• **Do this**: Reproduce the lines below word for word, leaving out any pictures.
☆ ☆ ☆ ☆
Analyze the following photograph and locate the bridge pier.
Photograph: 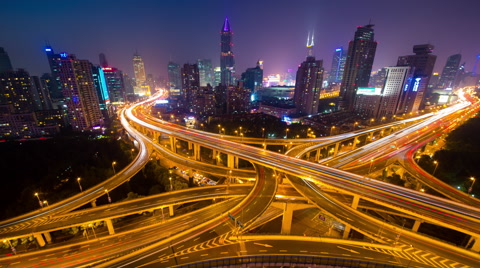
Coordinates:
[412,220,422,232]
[105,219,115,235]
[467,236,480,252]
[43,232,52,244]
[33,233,45,247]
[280,203,293,235]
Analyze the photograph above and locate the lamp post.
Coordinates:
[77,177,83,192]
[368,157,373,174]
[105,189,112,203]
[468,177,476,194]
[35,193,43,208]
[432,161,438,176]
[3,239,17,255]
[330,126,335,136]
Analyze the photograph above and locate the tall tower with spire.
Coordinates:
[220,17,235,86]
[293,31,323,115]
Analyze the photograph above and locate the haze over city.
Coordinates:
[0,0,480,77]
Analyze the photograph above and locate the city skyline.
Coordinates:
[0,0,480,78]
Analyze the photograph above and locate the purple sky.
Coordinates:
[0,0,480,79]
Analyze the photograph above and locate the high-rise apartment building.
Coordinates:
[47,51,104,131]
[294,53,323,115]
[168,62,182,89]
[197,59,215,87]
[242,61,263,93]
[340,24,377,111]
[438,54,462,89]
[328,47,347,84]
[0,47,13,73]
[220,18,235,86]
[397,44,437,110]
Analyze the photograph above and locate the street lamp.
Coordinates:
[35,193,43,208]
[468,177,475,194]
[432,161,438,176]
[77,177,83,192]
[105,189,112,203]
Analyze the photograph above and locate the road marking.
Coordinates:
[337,246,360,254]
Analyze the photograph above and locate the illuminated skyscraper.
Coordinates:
[438,54,462,89]
[197,59,215,87]
[220,18,235,86]
[294,34,323,115]
[49,51,104,131]
[328,47,347,84]
[397,44,437,113]
[133,53,147,86]
[168,62,182,89]
[340,24,377,111]
[0,47,13,73]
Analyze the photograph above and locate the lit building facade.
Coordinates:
☆ ☆ ☆ ☆
• **Written response**:
Analyze the following photograph and locate the bridge pier.
Photograph: 
Coordinates:
[412,220,422,232]
[105,219,115,235]
[467,236,480,252]
[43,232,52,244]
[33,233,45,247]
[280,203,293,235]
Analyze the photograph above and locate the lamp post.
Coordinates:
[77,177,83,192]
[368,157,373,174]
[105,189,112,203]
[468,177,476,194]
[35,193,43,208]
[432,161,438,176]
[3,239,17,255]
[330,126,335,136]
Analyze the photograph above and locate the tall tower with spire.
Coordinates:
[220,17,235,86]
[293,31,323,115]
Analyze the photograph above and locate the haze over city.
Coordinates:
[0,0,480,77]
Analyze the photograph above and locate the city skyline.
Coordinates:
[0,0,480,78]
Analyze the photograph above and locate the purple sky.
Coordinates:
[0,0,480,79]
Analyze the photograph above and locate the high-rise apartment building.
Coordinates:
[47,51,104,131]
[294,53,323,115]
[168,62,182,89]
[197,59,215,87]
[242,61,263,93]
[340,24,377,111]
[438,54,462,89]
[328,47,347,84]
[0,47,13,73]
[220,18,235,86]
[397,44,437,110]
Analyze the photograph above and locate the street lamp.
Coordinates:
[35,193,43,208]
[468,177,475,194]
[432,161,438,176]
[77,177,83,192]
[105,189,112,203]
Analyze the photograph above and locate the road marking.
Coordinates:
[337,246,360,254]
Analyze the photograph above and locate the illuminated skyscraper.
Coordinates:
[438,54,462,89]
[197,59,215,87]
[220,18,235,86]
[294,34,323,115]
[49,51,104,131]
[328,47,347,84]
[397,44,437,113]
[133,53,147,86]
[168,62,182,89]
[340,24,377,111]
[0,47,13,73]
Analyze the photograph above and locate the lit building facade.
Coordinates:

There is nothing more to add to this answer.